Written exercise: Could you write out the data below line for line, leaving out the pictures?

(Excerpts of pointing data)
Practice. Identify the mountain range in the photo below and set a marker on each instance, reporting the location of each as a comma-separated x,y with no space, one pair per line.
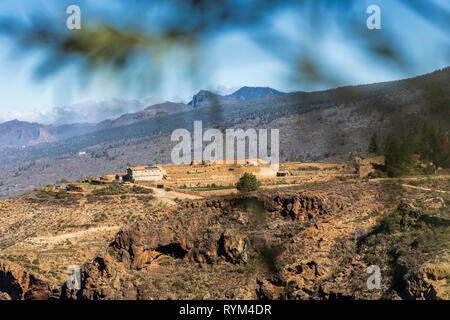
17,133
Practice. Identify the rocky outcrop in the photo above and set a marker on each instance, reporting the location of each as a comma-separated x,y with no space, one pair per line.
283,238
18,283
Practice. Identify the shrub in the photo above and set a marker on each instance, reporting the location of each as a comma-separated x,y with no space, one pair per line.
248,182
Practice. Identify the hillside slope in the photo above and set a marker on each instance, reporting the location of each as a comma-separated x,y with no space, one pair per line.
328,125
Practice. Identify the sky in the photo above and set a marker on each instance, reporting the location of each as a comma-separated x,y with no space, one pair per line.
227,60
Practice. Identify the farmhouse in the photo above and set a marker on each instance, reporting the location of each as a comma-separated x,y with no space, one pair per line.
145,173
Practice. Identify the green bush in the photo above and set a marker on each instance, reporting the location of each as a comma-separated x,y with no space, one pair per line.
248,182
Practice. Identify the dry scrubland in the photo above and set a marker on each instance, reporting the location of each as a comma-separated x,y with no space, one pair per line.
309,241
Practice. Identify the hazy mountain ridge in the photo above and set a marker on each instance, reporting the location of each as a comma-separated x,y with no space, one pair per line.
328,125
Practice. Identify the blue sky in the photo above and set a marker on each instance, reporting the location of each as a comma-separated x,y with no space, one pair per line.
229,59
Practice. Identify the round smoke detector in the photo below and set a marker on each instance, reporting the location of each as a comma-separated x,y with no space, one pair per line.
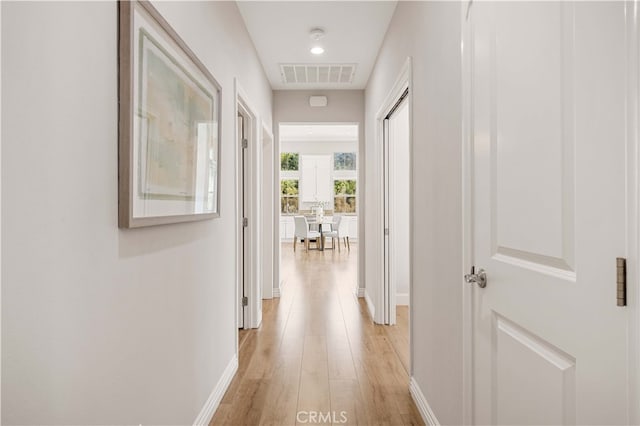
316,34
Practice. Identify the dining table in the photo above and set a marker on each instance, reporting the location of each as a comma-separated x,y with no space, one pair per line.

The response:
Practice. Identify the mountain range in the photo below and set a marker on each instance, reporting the location of each as a comma-separated x,y with no space, one pair per line.
17,133
Practice. Identify the rocky outcrop in the photo above and set a marker on each instance, reporting the location of each as a comma-separated x,y with no space, one pair per line.
283,238
18,283
Practice. Identify the shrub in the photo above and set a marker on each instance, reporting the location of each as a comma-separated x,y with no space, one pair per line.
248,182
Practice. Identify the hillside slope in the photo above and set a marker on each instance, reporting the location of each as a comma-separated x,y with no space, one pair per line.
328,125
Practice. Identify the sky in the photo above and set a marker on each instance, reporting the location of each as a comma-separated x,y with no space, one pair per line.
227,60
Practice. Identify the farmhouse in the photo above and set a marker on each instance, reporting the location of each as a comma-separated x,y with no space, one pair per line.
145,173
Practice. Identify the green bush in the photo above and set a marker on each instance, reporting the location of each as a comma-separated x,y with no space, one pair per line.
248,182
Practice. Identify the dry scrubland in the photo above and set a marker on each instance, reporting the location of each as a comma-separated x,y with no space, one pair per line.
309,241
Practice. Identify the hazy mountain ridge in the photo above and set a marker on each instance, reporting the location of each as a comma-separated x,y with no space, one pair per line.
328,125
Practice. Identify the blue sky in the photo above and set a marker on each instance, reporting the location of each as a comma-separated x,y with no space, one pair per line.
229,59
Practice. Identify the round smoke detector in the photo below and set a marker on each instance, reporting the location of each as a comma-separated x,y with no space, one pair per line.
316,34
Practice. Identify the dining table in the photo above and set a marker on each instance, reporting the location of each as a comma-separated x,y with no space, one pair per line.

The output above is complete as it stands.